GIVEN PROBLEM:
Convert the data lines, from the one containing "Target: small shed" through the end of the data, both included, into a Markdown table with columns named Row and Line. Omit blank lines.

Data items:
============================================================

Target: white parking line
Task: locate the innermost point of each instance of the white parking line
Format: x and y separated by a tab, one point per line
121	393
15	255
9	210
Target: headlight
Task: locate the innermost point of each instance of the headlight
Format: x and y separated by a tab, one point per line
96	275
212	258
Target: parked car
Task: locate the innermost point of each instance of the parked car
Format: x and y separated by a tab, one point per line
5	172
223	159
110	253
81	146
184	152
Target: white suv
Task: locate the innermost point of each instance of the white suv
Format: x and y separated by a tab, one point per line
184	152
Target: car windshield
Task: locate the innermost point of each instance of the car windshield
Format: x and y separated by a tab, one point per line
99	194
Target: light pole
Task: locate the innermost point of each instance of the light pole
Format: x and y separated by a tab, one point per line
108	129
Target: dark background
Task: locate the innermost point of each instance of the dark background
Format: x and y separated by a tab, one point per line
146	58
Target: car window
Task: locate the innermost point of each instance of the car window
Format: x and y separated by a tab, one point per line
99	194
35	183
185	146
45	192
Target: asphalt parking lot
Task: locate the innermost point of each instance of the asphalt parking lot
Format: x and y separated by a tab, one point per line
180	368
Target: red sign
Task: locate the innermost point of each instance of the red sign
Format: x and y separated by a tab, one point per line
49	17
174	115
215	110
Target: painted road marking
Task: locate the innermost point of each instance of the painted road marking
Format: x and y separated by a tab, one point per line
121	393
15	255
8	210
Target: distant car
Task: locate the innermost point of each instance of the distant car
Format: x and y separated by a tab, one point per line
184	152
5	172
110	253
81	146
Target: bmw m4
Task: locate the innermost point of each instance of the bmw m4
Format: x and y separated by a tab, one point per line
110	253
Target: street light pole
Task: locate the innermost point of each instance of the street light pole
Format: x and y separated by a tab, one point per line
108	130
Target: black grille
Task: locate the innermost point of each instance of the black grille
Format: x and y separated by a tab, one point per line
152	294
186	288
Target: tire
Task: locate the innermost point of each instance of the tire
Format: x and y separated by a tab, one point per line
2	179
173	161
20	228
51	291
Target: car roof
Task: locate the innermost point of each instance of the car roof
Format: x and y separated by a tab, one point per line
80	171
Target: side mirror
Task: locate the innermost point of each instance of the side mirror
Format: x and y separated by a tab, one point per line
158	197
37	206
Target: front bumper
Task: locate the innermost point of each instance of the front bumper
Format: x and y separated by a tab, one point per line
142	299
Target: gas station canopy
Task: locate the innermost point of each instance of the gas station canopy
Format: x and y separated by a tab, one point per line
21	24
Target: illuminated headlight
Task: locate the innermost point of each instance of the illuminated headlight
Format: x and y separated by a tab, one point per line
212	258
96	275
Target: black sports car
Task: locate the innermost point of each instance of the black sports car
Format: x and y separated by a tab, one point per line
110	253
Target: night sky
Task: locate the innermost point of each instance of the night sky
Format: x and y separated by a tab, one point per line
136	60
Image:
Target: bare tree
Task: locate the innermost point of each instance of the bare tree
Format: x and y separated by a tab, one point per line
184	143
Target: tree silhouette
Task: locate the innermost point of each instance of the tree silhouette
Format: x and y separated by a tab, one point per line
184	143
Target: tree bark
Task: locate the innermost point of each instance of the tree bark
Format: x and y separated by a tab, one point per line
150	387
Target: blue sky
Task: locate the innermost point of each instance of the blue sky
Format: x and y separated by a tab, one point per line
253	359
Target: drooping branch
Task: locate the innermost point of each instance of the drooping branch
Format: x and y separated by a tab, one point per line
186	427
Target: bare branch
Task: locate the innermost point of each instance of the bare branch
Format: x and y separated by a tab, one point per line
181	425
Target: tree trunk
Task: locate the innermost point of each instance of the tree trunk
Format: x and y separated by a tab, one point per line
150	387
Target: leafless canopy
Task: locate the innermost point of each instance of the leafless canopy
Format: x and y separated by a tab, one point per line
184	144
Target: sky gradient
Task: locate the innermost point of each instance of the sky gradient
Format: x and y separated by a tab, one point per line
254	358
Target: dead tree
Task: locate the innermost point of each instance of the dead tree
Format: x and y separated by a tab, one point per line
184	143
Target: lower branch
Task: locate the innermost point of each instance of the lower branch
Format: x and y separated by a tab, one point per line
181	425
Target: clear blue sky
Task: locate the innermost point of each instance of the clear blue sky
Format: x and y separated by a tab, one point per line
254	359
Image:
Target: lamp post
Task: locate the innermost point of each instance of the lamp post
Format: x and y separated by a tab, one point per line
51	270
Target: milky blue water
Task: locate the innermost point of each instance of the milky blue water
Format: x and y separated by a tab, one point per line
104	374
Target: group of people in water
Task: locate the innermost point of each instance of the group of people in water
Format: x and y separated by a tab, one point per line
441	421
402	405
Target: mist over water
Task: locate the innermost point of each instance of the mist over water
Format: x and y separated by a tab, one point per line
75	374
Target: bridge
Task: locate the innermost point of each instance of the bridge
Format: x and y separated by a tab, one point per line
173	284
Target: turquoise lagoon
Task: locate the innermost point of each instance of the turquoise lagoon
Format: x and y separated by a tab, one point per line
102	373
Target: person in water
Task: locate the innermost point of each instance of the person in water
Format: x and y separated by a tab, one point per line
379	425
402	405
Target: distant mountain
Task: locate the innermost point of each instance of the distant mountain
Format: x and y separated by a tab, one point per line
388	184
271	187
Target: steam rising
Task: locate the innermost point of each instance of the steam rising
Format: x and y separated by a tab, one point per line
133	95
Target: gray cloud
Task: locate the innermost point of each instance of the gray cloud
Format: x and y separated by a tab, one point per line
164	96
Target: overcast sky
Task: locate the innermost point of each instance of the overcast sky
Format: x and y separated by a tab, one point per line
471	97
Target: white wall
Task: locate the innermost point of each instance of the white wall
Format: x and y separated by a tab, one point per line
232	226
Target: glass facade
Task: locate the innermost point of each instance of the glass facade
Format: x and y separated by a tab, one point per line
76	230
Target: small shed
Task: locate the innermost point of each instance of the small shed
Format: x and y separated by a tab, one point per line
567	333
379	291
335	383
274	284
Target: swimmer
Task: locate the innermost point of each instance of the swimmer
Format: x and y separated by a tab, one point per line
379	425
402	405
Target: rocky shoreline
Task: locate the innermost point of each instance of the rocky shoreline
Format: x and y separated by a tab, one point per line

============================================================

WRITTEN SOLUTION:
| Row | Line |
|---|---|
| 1 | Target: small shed |
| 2 | Task: locate the innermost point of each instance of the small shed |
| 3 | Format: x and y separated by a tab, one point per line |
| 4 | 567	333 |
| 5 | 379	291 |
| 6 | 335	383 |
| 7 | 274	284 |
| 8 | Target: swimmer |
| 9 | Task: locate the innermost point of each instance of the swimmer |
| 10 | Format: x and y separated by a tab, one point per line |
| 11 | 379	425 |
| 12 | 402	405 |
| 13 | Target: rocky shoreline |
| 14 | Task: locate the innermost point of each instance of the rocky shoreline |
| 15 | Format: x and y separated by a tab, one point per line |